[Dataset excerpts]
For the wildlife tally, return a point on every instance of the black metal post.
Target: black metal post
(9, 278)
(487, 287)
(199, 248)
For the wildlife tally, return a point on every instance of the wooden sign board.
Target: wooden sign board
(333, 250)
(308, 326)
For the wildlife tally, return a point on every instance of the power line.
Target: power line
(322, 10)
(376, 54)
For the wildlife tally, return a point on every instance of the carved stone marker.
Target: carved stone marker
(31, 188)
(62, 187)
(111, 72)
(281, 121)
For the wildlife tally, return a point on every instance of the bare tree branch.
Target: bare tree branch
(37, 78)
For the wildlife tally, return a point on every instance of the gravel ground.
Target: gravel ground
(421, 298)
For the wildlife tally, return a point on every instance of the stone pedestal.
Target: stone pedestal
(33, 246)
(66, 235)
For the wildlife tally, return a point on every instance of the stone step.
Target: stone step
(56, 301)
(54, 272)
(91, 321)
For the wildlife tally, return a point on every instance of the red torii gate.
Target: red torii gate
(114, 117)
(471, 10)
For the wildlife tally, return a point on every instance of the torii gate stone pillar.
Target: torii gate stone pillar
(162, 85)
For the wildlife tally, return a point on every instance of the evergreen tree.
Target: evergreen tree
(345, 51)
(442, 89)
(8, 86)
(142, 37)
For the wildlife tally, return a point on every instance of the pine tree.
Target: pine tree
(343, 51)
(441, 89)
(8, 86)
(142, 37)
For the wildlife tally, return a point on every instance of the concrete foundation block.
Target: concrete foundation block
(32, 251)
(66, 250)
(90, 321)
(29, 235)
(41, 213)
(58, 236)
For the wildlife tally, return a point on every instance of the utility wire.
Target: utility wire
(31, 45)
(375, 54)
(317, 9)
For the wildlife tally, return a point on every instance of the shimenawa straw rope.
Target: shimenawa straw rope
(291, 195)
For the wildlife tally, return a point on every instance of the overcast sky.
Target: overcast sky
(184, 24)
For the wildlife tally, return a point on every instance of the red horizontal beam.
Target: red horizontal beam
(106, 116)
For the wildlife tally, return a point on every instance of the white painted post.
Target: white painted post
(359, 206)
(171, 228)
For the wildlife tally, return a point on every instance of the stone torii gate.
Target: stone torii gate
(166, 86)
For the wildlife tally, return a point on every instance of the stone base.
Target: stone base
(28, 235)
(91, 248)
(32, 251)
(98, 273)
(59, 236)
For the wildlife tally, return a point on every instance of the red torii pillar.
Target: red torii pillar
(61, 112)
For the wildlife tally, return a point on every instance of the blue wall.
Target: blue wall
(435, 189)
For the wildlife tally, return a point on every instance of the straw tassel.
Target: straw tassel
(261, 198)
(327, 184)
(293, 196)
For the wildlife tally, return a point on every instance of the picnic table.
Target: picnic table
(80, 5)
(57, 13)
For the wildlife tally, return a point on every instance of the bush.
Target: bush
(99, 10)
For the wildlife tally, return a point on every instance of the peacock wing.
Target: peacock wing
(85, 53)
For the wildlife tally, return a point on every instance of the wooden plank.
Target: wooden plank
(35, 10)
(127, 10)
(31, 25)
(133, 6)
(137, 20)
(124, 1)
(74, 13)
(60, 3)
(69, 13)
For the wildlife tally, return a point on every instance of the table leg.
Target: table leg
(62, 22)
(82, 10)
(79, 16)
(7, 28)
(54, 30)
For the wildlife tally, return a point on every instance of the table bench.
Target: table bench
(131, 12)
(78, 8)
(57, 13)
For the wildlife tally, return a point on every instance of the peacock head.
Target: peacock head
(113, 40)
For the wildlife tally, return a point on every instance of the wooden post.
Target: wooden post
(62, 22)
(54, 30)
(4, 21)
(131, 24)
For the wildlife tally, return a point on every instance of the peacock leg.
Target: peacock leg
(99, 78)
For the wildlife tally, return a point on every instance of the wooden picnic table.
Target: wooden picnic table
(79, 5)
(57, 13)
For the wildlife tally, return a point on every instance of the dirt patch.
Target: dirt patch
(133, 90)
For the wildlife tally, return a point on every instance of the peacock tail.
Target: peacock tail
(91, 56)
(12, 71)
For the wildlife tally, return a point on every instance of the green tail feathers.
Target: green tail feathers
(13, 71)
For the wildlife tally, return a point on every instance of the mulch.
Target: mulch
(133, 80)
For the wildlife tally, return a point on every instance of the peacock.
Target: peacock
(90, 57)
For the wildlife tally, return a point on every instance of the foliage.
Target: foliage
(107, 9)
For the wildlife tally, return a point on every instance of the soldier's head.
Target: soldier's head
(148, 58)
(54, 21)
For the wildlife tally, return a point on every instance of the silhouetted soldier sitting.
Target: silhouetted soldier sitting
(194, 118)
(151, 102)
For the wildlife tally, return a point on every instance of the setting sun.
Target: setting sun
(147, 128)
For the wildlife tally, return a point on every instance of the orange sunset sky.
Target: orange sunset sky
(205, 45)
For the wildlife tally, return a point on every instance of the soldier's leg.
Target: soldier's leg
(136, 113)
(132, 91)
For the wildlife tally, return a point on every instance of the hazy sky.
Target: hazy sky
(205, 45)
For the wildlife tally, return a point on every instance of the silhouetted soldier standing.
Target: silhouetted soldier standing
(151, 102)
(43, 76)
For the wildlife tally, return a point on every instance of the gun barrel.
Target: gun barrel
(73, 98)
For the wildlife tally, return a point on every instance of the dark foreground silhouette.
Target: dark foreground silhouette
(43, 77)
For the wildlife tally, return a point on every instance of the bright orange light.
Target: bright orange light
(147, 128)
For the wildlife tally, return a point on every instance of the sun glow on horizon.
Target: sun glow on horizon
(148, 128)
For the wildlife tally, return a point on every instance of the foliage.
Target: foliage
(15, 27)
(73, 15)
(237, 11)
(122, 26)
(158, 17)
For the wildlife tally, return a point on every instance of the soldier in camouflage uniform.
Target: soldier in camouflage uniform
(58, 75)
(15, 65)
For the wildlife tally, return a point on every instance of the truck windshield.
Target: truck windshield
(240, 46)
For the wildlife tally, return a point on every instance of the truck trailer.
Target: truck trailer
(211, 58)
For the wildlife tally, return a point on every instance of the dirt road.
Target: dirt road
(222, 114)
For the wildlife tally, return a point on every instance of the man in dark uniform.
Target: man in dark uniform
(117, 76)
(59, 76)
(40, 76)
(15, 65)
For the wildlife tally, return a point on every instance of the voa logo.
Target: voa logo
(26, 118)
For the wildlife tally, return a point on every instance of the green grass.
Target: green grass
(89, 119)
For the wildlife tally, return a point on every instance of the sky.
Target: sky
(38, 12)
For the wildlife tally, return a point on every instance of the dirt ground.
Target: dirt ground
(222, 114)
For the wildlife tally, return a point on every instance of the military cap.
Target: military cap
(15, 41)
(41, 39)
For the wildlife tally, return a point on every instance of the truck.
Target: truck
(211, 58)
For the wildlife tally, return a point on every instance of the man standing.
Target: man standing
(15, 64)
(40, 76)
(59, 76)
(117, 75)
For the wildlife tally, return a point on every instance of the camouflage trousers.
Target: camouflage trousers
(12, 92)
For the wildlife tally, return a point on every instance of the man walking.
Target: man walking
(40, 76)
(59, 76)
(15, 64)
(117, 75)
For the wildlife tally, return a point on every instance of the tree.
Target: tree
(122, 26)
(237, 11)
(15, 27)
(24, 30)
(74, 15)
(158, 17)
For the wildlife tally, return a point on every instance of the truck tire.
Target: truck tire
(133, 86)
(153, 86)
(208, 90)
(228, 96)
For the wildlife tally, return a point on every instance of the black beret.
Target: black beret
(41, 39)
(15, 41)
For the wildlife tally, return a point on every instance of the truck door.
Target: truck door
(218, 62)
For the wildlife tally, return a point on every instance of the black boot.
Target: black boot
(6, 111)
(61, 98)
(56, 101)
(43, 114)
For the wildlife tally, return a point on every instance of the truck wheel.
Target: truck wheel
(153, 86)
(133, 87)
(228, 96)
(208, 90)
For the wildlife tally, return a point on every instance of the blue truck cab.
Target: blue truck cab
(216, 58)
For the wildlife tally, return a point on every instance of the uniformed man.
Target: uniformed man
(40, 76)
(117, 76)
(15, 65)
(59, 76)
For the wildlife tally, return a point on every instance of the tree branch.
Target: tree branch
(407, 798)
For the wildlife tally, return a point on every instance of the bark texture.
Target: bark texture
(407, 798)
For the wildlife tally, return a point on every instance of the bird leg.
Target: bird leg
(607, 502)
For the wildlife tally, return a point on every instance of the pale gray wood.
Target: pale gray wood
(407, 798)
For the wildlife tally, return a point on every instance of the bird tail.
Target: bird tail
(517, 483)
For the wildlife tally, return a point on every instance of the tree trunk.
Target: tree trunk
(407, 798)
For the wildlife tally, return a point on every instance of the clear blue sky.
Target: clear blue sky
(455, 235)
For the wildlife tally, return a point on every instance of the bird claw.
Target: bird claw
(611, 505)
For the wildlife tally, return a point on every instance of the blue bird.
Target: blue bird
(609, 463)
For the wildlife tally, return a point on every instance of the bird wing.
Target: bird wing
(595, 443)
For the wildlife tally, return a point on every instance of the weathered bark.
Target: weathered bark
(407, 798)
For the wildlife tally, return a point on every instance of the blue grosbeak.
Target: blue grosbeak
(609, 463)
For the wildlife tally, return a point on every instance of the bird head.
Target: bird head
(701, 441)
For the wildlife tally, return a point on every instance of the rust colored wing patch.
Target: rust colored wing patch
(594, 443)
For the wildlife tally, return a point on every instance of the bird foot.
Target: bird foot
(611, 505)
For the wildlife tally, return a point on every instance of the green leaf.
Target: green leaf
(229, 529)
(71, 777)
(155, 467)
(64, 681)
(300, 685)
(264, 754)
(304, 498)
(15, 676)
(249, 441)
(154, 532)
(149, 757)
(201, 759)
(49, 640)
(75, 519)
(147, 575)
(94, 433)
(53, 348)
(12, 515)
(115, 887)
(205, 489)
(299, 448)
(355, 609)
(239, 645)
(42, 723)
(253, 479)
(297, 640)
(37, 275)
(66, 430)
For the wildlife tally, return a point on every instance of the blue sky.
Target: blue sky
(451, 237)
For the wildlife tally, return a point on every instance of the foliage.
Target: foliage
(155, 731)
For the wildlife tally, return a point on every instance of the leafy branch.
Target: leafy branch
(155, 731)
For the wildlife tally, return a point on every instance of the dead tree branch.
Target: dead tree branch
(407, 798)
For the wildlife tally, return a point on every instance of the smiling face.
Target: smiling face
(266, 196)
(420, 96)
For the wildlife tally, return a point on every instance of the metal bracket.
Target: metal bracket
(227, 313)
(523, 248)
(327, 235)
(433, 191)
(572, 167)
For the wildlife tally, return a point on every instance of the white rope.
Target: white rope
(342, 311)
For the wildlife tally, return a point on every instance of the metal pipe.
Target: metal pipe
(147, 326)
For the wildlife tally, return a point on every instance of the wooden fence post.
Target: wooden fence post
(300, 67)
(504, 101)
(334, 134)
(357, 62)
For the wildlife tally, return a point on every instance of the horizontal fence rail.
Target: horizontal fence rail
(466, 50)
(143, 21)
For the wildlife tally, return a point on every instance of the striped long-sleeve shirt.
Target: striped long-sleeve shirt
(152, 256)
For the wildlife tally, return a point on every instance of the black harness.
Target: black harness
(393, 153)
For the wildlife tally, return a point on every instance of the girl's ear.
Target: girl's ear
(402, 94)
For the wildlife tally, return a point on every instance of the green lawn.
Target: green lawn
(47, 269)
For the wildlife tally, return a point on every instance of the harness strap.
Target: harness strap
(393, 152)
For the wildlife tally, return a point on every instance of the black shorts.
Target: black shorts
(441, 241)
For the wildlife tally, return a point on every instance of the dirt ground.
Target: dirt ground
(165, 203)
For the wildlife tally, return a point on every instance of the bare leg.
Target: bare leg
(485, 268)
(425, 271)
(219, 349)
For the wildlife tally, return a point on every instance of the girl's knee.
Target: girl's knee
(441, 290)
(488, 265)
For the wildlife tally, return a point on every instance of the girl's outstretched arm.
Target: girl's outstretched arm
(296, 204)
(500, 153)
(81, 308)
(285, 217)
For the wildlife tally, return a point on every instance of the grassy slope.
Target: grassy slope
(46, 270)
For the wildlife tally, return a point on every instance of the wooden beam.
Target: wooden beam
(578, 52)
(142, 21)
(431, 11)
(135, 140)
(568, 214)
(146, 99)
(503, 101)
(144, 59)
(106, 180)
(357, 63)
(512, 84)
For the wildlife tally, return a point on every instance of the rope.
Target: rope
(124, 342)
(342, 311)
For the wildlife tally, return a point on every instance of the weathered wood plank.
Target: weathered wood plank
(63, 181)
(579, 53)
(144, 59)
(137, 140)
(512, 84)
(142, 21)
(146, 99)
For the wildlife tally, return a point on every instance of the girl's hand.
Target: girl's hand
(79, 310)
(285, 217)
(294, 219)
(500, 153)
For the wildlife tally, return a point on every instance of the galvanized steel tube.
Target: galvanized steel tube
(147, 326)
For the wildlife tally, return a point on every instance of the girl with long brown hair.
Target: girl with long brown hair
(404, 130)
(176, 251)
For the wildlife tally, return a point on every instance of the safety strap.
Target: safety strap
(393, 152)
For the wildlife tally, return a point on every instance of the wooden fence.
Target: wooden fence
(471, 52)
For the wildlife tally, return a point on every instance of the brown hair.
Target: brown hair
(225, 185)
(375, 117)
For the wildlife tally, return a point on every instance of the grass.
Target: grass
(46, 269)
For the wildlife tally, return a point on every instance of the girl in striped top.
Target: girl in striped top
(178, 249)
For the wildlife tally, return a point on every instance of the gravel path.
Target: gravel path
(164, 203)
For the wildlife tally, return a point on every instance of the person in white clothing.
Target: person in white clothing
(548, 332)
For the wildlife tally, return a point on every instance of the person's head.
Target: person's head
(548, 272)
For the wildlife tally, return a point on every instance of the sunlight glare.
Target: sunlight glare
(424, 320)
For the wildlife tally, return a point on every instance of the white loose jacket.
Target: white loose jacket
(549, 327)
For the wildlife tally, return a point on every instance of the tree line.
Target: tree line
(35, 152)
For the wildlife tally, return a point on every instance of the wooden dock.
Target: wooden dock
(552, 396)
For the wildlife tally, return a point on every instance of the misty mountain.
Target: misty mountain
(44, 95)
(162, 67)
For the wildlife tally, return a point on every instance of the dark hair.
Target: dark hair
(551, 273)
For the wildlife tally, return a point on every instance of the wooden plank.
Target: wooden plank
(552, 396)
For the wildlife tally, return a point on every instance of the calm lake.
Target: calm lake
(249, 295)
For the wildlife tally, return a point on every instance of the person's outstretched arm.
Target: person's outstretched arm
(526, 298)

PROMPT: What do the lines above say from the one containing "Target: man standing" down to the one containing "the man walking."? Return them exactly, both end lines included, and only them.

REPLY TO THE TASK:
Target: man standing
(15, 64)
(40, 76)
(59, 76)
(117, 75)
For the wildlife tally, return a point on every instance of the camouflage trousers.
Target: camouflage trousers
(12, 92)
For the wildlife tally, return a point on every instance of the man walking.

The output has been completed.